• What to produce:
According to the bonds article, what yield was the benchmark 10-year Treasury trading at?

• Page extract:
>>>
Bonds

Yield on 2-year Treasury note hits highest level since July 2007 as markets absorb Fed rate hike

The yield on the 2-year U.S. Treasury note climbed to its highest level since July 2007 on Thursday as markets weighed the Federal Reserve's fourth consecutive 75 basis point rate hike and warnings of more increases ahead.

The policy-sensitive 2-year Treasury was up last up 12 basis points after notching a 15-year high of 4.739%.

The yield on the benchmark 10-year Treasury, meanwhile, rose by around 7 basis points to trade at 4.136%. Yields and price move in opposite directions. One basis point equals 0.01%.

Treasurys


As previously expected, the Federal Reserve announced another 75 basis point interest rate hike on Wednesday as it battles persistently high inflation.

Markets had also hoped for guidance around future interest rate policy from the Federal Reserve, as concerns about the central bank hiking rates too much too quickly and dragging the U.S. economy into a recession have spread.

In his remarks, Powell said that the terminal rate will go higher than expected, and that any talk of rate hikes pausing would be "premature."
<<<
• Named-object pointing records:
>>>
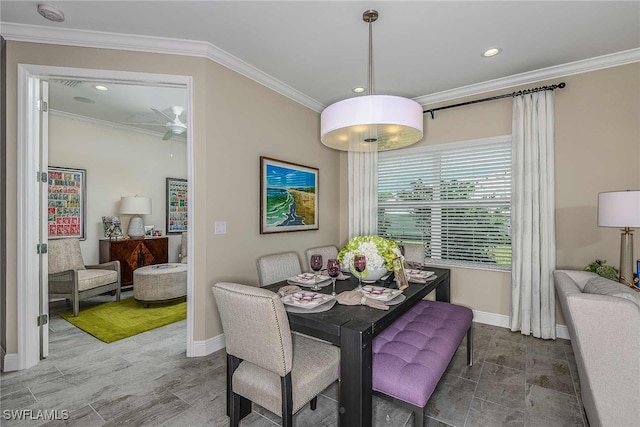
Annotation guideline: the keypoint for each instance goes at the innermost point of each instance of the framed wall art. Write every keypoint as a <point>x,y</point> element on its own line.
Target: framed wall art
<point>288,196</point>
<point>177,202</point>
<point>66,203</point>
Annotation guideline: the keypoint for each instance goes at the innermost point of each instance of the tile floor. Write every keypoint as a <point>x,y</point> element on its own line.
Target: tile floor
<point>146,380</point>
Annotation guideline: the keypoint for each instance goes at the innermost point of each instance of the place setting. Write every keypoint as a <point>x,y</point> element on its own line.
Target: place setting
<point>297,300</point>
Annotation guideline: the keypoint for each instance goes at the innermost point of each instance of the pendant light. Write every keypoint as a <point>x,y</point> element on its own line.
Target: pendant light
<point>371,122</point>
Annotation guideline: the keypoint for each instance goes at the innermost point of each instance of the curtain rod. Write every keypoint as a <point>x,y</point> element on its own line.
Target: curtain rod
<point>506,95</point>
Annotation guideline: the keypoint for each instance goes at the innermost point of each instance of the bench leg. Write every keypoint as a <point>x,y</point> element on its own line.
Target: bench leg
<point>418,417</point>
<point>470,345</point>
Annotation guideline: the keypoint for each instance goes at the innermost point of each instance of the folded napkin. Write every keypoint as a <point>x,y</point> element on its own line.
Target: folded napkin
<point>356,298</point>
<point>308,278</point>
<point>342,276</point>
<point>287,290</point>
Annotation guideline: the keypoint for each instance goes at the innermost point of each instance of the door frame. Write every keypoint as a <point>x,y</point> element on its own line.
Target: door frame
<point>27,199</point>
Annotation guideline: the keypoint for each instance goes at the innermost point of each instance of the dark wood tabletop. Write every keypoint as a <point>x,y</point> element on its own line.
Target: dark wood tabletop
<point>353,328</point>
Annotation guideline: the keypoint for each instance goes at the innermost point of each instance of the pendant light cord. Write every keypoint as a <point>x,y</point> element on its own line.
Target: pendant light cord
<point>370,57</point>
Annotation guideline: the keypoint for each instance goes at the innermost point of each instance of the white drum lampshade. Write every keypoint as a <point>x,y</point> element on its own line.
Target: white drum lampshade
<point>621,209</point>
<point>371,123</point>
<point>135,206</point>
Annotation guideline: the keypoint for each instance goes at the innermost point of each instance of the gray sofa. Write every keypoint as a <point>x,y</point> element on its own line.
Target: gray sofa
<point>603,318</point>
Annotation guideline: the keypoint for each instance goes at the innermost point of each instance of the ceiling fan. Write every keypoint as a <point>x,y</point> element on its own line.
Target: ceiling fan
<point>173,124</point>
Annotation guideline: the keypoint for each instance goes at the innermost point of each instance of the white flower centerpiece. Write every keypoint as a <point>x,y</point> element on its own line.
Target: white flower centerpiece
<point>379,252</point>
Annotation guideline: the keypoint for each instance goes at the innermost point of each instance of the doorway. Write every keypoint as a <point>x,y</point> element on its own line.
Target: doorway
<point>29,270</point>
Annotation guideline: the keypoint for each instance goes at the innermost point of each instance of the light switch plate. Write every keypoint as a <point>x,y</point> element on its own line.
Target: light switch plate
<point>220,227</point>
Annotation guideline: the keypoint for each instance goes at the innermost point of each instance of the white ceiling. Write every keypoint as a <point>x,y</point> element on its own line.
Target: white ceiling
<point>319,48</point>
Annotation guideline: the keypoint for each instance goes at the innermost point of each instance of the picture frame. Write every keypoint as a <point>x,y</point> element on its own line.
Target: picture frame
<point>400,274</point>
<point>288,196</point>
<point>66,203</point>
<point>177,205</point>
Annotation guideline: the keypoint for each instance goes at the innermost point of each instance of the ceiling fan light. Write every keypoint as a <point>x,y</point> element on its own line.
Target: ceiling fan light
<point>371,123</point>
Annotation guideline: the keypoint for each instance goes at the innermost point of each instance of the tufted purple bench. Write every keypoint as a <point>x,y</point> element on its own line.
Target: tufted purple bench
<point>410,356</point>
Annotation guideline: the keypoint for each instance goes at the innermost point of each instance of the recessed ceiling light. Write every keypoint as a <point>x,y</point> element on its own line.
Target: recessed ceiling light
<point>50,13</point>
<point>83,99</point>
<point>493,51</point>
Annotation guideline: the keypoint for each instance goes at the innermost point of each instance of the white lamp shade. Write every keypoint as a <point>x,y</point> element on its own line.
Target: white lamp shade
<point>619,209</point>
<point>135,205</point>
<point>371,123</point>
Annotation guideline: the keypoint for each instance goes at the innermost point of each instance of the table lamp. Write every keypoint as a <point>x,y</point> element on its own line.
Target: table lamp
<point>621,209</point>
<point>135,206</point>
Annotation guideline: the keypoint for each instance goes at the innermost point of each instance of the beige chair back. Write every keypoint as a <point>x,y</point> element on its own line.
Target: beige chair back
<point>64,254</point>
<point>255,325</point>
<point>327,252</point>
<point>277,267</point>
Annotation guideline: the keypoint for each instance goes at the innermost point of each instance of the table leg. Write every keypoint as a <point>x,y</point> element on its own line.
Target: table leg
<point>355,375</point>
<point>443,291</point>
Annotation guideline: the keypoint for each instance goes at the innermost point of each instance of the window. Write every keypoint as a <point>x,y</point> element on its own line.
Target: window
<point>453,198</point>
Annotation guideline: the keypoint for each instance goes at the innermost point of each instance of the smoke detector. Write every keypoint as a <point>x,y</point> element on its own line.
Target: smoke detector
<point>50,13</point>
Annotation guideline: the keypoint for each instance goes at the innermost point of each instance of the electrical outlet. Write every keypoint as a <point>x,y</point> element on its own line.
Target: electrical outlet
<point>220,227</point>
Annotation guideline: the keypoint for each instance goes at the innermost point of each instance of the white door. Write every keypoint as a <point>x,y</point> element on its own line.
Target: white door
<point>43,323</point>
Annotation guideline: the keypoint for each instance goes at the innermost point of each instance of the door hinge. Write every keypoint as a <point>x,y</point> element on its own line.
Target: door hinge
<point>43,319</point>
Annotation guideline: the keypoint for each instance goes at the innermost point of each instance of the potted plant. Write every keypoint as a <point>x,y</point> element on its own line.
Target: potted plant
<point>379,252</point>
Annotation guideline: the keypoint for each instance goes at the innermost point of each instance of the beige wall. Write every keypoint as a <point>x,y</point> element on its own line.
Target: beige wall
<point>235,122</point>
<point>118,163</point>
<point>597,149</point>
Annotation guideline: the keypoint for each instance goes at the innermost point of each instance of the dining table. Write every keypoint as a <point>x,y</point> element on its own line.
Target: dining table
<point>353,328</point>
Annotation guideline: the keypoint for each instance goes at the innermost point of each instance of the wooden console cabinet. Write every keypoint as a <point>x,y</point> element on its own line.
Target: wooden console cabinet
<point>134,253</point>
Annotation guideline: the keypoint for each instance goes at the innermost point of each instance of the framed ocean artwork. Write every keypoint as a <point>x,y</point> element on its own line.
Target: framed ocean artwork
<point>288,196</point>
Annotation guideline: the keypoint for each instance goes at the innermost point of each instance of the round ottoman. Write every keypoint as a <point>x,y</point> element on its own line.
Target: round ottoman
<point>160,283</point>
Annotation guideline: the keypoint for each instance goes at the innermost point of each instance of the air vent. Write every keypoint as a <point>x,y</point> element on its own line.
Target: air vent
<point>68,83</point>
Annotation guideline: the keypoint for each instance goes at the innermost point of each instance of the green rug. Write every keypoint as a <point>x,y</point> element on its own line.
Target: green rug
<point>113,321</point>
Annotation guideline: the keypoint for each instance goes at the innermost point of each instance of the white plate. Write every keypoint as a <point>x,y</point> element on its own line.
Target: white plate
<point>396,300</point>
<point>306,299</point>
<point>304,285</point>
<point>307,279</point>
<point>380,293</point>
<point>419,274</point>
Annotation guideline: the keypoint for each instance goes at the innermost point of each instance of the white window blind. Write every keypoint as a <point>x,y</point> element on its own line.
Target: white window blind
<point>454,198</point>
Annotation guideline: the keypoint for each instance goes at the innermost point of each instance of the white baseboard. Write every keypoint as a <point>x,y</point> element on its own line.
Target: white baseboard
<point>503,321</point>
<point>9,361</point>
<point>206,347</point>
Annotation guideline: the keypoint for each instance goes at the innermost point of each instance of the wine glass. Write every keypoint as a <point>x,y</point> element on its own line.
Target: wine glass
<point>359,264</point>
<point>333,270</point>
<point>316,265</point>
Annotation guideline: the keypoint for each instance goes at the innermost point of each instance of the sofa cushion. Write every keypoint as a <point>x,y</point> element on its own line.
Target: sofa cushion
<point>602,286</point>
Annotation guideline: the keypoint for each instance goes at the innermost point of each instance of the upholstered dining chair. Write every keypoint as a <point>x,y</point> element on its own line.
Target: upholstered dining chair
<point>266,364</point>
<point>69,278</point>
<point>413,252</point>
<point>183,248</point>
<point>277,267</point>
<point>327,252</point>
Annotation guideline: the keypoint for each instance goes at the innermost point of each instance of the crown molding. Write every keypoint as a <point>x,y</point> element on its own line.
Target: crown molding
<point>558,71</point>
<point>102,40</point>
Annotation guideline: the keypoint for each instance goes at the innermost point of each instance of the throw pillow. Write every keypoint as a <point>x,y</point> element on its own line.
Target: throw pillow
<point>602,286</point>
<<<
• Exercise response:
4.136%